**Things to do**
[1] In the patch message, what result does the example histogram command on the workqueue_queue_work event produce?
[2] Return the patch message from "The problem with" up to and including "and wrong result.".

**Passage shown**
From 1e3bac71c5053c99d438771fc9fa5082ae5d90aa Mon Sep 17 00:00:00 2001
From: "Steven Rostedt (VMware)" <rostedt@goodmis.org>
Date: Wed, 21 Jul 2021 11:00:53 -0400
Subject: tracing/histogram: Rename "cpu" to "common_cpu"

Currently the histogram logic allows the user to write "cpu" in as an
event field, and it will record the CPU that the event happened on.

The problem with this is that there's a lot of events that have "cpu"
as a real field, and using "cpu" as the CPU it ran on, makes it
impossible to run histograms on the "cpu" field of events.

For example, if I want to have a histogram on the count of the
workqueue_queue_work event on its cpu field, running:

 ># echo 'hist:keys=cpu' > events/workqueue/workqueue_queue_work/trigger

Gives a misleading and wrong result.

Change the command to "common_cpu" as no event should have "common_*"
fields as that's a reserved name for fields used by all events. And
this makes sense here as common_cpu would be a field used by all events.

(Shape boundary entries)
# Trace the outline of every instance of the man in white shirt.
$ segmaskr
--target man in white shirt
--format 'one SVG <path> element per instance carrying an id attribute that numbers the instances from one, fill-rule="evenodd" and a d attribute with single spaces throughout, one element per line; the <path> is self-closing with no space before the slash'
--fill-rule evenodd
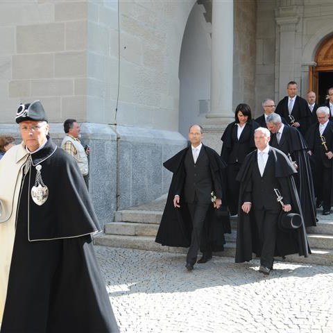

**Answers to the exercises**
[1] A misleading and wrong result.

[2]
The problem with this is that there's a lot of events that have "cpu"
as a real field, and using "cpu" as the CPU it ran on, makes it
impossible to run histograms on the "cpu" field of events.

For example, if I want to have a histogram on the count of the
workqueue_queue_work event on its cpu field, running:

 ># echo 'hist:keys=cpu' > events/workqueue/workqueue_queue_work/trigger

Gives a misleading and wrong result.